-- start RECORDS FOR THE TASK --

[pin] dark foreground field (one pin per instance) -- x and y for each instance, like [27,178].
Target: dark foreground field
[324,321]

-- end RECORDS FOR THE TASK --
-- start RECORDS FOR THE TASK --

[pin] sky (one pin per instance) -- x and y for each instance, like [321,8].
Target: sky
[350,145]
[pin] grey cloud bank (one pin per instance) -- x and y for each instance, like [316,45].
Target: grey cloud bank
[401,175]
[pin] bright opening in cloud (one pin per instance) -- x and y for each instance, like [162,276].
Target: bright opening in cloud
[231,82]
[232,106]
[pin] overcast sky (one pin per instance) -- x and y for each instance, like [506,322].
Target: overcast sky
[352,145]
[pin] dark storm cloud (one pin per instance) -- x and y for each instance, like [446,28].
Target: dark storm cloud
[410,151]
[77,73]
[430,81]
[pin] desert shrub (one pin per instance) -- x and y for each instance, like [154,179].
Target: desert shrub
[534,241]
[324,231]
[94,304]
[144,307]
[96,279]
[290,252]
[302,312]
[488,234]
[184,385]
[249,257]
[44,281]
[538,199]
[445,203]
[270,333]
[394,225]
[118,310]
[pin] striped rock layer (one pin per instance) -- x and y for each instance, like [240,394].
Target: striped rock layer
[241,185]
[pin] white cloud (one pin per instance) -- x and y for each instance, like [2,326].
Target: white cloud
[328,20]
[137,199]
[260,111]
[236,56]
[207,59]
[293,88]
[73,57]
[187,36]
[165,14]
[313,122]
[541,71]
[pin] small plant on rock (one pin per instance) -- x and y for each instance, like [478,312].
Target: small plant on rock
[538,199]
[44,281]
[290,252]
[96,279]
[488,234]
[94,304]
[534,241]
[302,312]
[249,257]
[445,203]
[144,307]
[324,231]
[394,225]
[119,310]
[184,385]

-- end RECORDS FOR THE TASK --
-- start RECORDS FOR THE TASK --

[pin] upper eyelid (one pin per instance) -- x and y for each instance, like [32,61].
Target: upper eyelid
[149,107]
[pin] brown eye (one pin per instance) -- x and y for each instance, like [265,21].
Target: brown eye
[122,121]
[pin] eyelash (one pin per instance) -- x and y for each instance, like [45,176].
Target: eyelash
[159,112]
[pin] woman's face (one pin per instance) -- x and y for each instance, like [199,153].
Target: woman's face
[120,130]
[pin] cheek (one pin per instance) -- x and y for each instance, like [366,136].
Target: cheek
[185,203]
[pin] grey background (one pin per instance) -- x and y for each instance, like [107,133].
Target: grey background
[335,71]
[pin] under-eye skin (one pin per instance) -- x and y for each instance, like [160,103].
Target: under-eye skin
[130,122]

-- end RECORDS FOR THE TASK --

→ SHORT PROBLEM: Pull out every line above that contains the word "dark".

→ TASK ANSWER:
[pin] dark foreground field (one pin per instance) -- x and y for each instance, like [27,178].
Target: dark foreground field
[pin] dark storm cloud (one pin per instance) -- x and y for each instance, like [446,28].
Target: dark storm cloud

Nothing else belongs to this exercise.